━━━━━ Passage shown
# Zebralight H600 Water Leak. Reflector damaged.



## richardcpf (Jan 13, 2013)

3 Months ago I bought a ZL H600 Cool white. It worked very well for night walks around the park, working on the engine and a camping trip. 

It was when I took it to the beach with some friends to hunt for lobsters, that night I borrowed them flashlights while I sticked to my H600. 

While trying to catch a big one that was well hidden between the rocks, that I had to submerge my head into the water to catch it. *My ZL barely got wet for a couple seconds and the inmersion was less than 1 feet deep.* (Yes it was turned on, high, not turbo, and it have got pretty warm). A few minutes I was curious to see if my ZL was working fine, since it is the first time underwater, and indeed I noticed a small amount of moisture inside the lens and I inmediately washed it with fresh water and took the battery out and left it to dry. At the time it wasnt a big deal, the next day after It dried, worked perfectly fine, no signs of moisture.

However in the following weeks I started to notice something weird in the reflector. At first it started to show small dark dots around the edge, which eventually spread and got worse with time. 3 Months later this is how it looks:


http://imageshack.us/a/img96/7752/img0626cn.jpg

http://imageshack.us/a/img600/6047/img0627ll.jpg

http://img197.imageshack.us/img197/3796/img0629ci.jpg


Your images are too large and have been replaced with links Please resize and repost.
See Rule #3 If you post an image in your post, please downsize the image to no larger than 800 x 800 pixels. - Thanks Norm


The light still works fine in all its modes, but the beam has got a quite akward shape as 20% of the reflector is now useless.

I know many will say that the light was hot and submerging it was a bad idea, worse yet in salt water. But to be fair, that same day my friend dropped the PA40 while on turbo and burning hot, nothing happened to it. Also the TM11 got wet but only splash. I won't say the H600 does not pass the IPX rating, perhaps I got a faulty unit that did not have a proper seal.

Haven't tried contacting ZL yet, because they most likely will ask me to send it back for repair, but sending anything from my country is very costly and I prefer buying a new one before spending $50 for shipping.

What do you guys think about this?






BTW I've got a SC52 now. Very neat, best AA ever. Not allowing it to get wet by any means. *I'm saddened by the H600 malfunction, it is my favorite light.*


----------



## rojos (Jan 13, 2013)

Man, that sucks. I hope their customer service does the right thing and replaces it for you.

Zebra really needs to get their heads out of their butts and seal their bezels better. There are just too many reports of this type of thing happening.


----------



## Bolster (Jan 13, 2013)
━━━━━━━━━━
Exercise task 1>
Rewrite the entries from the line containing "Drop a point on every instance of the carved" through the end of the entries, requests included. Multiply every answer coordinate by 0.85 and round to whole numbers, with halves rounding up.
━━━━━ Records for this exercise
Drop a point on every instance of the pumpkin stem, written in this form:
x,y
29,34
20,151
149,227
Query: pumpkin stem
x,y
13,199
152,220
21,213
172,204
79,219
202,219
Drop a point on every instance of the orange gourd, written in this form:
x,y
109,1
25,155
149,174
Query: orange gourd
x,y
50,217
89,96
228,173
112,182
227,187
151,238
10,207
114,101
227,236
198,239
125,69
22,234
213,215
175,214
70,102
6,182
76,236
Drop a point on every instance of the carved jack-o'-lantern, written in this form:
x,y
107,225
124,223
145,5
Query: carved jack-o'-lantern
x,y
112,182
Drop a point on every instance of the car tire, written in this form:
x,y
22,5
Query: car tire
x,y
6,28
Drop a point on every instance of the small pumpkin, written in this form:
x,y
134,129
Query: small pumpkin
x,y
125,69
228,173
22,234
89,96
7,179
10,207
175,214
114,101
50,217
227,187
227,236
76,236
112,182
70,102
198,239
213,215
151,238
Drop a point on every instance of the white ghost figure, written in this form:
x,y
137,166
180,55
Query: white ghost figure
━━━━━━━━━━
Exercise task 2>
Print the section of the Zebralight H600 forum thread from "The light still" through "a proper seal.".

Solution 1>
Drop a point on every instance of the carved jack-o'-lantern, written in this form:
x,y
107,225
124,223
145,5
Query: carved jack-o'-lantern
x,y
95,155
Drop a point on every instance of the car tire, written in this form:
x,y
22,5
Query: car tire
x,y
5,24
Drop a point on every instance of the small pumpkin, written in this form:
x,y
134,129
Query: small pumpkin
x,y
106,59
194,147
19,199
76,82
6,152
9,176
149,182
97,86
43,184
193,159
193,201
65,201
95,155
60,87
168,203
181,183
128,202
Drop a point on every instance of the white ghost figure, written in this form:
x,y
137,166
180,55
Query: white ghost figure

Solution 2>
The light still works fine in all its modes, but the beam has got a quite akward shape as 20% of the reflector is now useless.

I know many will say that the light was hot and submerging it was a bad idea, worse yet in salt water. But to be fair, that same day my friend dropped the PA40 while on turbo and burning hot, nothing happened to it. Also the TM11 got wet but only splash. I won't say the H600 does not pass the IPX rating, perhaps I got a faulty unit that did not have a proper seal.